WHAT TO PRODUCE
Output only the lines of the entries that follow, starting at the one with "Target: white tarp" and running down to the one with "Target: concrete column", both included and unchanged.

RECORDS FOR PROCESSING
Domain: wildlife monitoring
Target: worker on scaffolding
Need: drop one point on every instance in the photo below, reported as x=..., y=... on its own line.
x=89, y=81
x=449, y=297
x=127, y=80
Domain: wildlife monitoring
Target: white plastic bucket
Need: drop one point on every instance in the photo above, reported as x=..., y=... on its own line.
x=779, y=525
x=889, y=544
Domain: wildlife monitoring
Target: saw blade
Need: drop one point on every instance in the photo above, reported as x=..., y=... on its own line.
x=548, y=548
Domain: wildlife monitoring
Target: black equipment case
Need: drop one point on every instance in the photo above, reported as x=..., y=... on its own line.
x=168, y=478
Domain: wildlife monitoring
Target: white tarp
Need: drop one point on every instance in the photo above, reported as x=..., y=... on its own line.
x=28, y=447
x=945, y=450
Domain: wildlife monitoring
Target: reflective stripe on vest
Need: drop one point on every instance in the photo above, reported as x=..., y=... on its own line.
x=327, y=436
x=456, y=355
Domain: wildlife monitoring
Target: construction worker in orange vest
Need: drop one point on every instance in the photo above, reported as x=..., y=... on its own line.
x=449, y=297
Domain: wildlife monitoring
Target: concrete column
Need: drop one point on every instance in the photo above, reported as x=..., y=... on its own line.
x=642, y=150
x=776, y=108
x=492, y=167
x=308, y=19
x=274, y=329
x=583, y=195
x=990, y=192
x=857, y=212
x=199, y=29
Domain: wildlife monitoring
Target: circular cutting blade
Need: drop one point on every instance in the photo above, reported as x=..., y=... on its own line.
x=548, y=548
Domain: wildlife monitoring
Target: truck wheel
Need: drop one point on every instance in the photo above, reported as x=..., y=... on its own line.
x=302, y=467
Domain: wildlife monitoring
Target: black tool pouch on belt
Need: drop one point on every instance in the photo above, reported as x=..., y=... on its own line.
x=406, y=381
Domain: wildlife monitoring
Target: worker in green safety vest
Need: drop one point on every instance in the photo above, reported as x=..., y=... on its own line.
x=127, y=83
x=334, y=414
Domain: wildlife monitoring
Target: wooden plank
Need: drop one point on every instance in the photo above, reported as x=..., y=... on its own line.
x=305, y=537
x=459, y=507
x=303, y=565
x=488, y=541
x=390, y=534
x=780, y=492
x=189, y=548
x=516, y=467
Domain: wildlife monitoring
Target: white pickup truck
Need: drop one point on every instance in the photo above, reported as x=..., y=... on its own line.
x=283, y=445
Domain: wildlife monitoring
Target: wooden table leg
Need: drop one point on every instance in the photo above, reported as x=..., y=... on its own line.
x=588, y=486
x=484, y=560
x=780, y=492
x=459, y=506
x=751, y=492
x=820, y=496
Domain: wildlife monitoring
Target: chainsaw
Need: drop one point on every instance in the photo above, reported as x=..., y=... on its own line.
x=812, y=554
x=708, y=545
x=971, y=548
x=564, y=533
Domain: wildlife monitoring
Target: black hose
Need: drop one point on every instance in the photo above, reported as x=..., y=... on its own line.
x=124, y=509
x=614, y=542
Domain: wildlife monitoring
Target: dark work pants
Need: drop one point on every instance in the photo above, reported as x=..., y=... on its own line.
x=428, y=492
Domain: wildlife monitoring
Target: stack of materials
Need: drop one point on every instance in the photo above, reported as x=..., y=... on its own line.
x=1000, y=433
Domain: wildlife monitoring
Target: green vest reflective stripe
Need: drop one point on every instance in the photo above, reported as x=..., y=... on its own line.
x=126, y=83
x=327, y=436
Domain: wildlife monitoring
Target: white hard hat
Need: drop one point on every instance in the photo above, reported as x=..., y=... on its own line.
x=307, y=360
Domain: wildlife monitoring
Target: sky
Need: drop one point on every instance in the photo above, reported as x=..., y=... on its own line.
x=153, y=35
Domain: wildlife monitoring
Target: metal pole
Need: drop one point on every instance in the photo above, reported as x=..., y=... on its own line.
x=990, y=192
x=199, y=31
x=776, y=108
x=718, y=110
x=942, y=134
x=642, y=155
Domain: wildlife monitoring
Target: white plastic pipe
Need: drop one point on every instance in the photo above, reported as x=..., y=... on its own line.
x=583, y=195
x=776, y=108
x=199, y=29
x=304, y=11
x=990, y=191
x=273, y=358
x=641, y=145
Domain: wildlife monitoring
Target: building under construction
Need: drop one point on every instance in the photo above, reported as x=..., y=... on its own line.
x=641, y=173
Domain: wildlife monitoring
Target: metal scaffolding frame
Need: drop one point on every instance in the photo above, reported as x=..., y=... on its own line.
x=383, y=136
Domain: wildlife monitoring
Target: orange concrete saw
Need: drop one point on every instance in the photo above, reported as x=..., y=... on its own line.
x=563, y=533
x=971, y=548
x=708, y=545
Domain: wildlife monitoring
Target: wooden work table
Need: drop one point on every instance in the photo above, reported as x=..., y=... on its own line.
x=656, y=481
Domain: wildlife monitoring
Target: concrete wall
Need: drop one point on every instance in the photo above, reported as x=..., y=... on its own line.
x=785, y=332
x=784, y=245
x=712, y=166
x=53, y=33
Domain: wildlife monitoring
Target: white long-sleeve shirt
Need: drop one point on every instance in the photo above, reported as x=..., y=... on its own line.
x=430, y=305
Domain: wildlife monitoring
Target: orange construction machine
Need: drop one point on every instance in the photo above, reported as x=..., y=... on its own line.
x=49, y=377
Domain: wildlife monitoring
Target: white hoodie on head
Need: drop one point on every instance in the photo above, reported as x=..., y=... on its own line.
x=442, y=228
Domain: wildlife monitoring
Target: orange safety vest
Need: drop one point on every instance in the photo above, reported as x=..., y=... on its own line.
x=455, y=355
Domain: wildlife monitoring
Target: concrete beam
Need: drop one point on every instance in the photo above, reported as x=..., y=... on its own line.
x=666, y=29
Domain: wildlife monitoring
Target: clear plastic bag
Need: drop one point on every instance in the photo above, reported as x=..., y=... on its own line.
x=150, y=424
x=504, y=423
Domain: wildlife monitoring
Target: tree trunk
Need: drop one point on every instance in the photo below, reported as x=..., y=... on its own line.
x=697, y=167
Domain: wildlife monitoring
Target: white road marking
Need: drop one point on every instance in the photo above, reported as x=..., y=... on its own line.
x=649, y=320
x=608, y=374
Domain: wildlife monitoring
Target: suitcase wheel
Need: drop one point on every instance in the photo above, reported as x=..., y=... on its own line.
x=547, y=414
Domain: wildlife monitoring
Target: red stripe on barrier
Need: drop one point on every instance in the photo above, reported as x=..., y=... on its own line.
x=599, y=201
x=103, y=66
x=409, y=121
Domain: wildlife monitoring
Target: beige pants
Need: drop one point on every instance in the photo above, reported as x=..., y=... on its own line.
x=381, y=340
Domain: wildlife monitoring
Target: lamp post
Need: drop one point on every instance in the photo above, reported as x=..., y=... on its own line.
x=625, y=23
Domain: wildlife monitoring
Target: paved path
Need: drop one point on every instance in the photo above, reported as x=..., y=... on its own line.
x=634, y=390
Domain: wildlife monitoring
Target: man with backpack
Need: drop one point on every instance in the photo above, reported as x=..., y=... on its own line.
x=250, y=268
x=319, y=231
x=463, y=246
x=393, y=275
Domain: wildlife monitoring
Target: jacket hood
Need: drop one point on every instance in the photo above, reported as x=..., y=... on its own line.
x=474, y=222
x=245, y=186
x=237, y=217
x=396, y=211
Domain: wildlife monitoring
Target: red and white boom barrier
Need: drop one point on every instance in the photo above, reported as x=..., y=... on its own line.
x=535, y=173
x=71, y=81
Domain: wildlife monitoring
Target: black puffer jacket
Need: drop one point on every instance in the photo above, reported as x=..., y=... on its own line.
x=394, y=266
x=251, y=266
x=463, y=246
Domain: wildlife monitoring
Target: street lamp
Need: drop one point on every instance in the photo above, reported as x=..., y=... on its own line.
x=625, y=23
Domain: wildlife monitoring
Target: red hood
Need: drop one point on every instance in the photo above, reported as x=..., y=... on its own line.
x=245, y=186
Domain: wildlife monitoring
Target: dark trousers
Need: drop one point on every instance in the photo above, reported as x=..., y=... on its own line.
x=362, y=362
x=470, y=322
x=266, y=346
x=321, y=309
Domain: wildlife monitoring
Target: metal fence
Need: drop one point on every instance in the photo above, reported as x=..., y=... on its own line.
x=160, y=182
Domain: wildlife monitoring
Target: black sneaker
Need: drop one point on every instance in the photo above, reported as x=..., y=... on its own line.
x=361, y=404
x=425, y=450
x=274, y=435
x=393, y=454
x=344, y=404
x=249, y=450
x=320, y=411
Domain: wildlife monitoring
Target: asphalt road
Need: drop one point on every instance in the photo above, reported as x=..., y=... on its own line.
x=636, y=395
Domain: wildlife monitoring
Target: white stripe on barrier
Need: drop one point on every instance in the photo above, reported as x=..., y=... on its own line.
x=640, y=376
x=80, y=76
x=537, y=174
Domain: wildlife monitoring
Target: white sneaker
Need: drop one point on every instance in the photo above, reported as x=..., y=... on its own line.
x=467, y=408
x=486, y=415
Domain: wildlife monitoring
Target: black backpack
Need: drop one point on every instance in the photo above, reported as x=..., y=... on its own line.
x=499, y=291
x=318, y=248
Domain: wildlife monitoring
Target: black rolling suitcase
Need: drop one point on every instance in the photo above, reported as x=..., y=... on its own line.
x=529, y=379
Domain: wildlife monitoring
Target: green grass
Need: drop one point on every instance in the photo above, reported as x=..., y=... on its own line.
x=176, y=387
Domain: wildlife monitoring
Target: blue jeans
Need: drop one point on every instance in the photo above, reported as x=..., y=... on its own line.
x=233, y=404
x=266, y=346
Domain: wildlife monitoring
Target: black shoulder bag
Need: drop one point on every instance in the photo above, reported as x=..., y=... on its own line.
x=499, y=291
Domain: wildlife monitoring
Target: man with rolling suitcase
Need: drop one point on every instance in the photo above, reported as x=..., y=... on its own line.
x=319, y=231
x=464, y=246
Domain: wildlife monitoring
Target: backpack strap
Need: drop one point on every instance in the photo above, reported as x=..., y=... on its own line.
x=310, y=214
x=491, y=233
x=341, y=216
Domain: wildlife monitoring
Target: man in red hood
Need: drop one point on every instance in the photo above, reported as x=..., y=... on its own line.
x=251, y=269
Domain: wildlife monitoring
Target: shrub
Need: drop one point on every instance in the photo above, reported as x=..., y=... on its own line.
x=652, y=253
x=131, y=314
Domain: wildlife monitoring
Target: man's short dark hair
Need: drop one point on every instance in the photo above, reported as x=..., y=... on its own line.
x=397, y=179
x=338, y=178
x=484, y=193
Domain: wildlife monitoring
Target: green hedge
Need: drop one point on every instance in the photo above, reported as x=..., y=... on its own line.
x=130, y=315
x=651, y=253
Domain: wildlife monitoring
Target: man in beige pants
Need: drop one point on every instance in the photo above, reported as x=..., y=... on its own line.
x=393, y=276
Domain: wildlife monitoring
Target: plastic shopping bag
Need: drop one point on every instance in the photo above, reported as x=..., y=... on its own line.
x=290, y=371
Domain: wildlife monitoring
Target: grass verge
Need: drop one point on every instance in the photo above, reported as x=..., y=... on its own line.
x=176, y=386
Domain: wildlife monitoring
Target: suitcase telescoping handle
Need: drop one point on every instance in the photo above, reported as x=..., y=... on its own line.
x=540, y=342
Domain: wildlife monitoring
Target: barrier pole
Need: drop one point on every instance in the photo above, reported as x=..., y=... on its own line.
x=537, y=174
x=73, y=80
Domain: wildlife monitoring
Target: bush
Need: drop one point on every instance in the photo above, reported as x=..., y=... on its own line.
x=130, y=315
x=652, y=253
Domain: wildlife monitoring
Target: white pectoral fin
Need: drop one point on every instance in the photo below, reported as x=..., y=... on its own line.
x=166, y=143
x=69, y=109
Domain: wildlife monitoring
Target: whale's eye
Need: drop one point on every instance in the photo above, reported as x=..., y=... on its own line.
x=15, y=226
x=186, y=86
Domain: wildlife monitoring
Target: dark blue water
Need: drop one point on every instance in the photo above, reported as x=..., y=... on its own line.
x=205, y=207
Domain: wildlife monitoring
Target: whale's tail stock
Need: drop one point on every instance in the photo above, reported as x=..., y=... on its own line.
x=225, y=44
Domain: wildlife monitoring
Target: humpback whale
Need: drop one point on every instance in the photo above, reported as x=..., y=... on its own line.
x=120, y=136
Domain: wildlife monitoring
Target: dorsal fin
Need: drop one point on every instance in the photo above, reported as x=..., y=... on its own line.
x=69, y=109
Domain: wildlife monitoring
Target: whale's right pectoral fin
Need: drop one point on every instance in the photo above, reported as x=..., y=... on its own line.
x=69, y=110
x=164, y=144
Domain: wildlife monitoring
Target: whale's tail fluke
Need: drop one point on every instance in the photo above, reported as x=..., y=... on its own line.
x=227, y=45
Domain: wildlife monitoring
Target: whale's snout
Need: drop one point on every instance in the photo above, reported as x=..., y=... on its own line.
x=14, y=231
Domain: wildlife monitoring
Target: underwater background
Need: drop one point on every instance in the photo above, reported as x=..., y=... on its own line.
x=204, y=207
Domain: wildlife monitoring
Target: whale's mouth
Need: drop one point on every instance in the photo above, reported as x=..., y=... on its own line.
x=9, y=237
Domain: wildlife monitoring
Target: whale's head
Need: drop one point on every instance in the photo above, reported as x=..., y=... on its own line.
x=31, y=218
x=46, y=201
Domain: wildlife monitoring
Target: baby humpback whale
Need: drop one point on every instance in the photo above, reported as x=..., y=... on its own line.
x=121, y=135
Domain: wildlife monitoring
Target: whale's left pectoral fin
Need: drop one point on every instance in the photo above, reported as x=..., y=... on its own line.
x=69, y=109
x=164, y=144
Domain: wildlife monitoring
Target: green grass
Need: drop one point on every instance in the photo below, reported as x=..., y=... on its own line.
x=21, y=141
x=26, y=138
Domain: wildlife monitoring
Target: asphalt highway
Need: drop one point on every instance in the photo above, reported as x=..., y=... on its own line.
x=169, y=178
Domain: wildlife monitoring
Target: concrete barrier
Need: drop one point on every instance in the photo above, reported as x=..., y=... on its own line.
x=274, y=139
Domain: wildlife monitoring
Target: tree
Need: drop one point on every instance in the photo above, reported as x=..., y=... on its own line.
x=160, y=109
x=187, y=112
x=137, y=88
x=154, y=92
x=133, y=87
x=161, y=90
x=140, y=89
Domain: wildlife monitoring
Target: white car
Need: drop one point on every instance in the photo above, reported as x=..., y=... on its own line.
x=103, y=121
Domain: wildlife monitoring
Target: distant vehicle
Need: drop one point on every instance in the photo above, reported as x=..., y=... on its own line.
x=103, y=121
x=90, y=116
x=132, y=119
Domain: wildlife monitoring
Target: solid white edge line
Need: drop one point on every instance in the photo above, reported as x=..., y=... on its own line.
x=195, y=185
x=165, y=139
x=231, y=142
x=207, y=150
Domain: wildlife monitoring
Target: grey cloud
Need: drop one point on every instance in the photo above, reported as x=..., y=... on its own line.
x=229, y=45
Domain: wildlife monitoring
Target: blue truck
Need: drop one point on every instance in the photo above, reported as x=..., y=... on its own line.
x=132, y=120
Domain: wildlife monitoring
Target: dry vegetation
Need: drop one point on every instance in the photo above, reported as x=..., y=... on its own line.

WRITTEN RESPONSE
Target: white tarp
Need: drop one point on every instance in the photo above, reported as x=..., y=... on its own line.
x=28, y=447
x=945, y=450
Domain: wildlife monitoring
Target: reflective stripe on vest
Need: drop one point on every instance in the photo above, reported as x=..., y=... on its own line.
x=327, y=436
x=456, y=355
Domain: wildlife monitoring
Target: construction worker in orange vest
Need: drop one point on every instance in the photo above, reported as x=..., y=... on its own line.
x=449, y=297
Domain: wildlife monitoring
Target: concrete column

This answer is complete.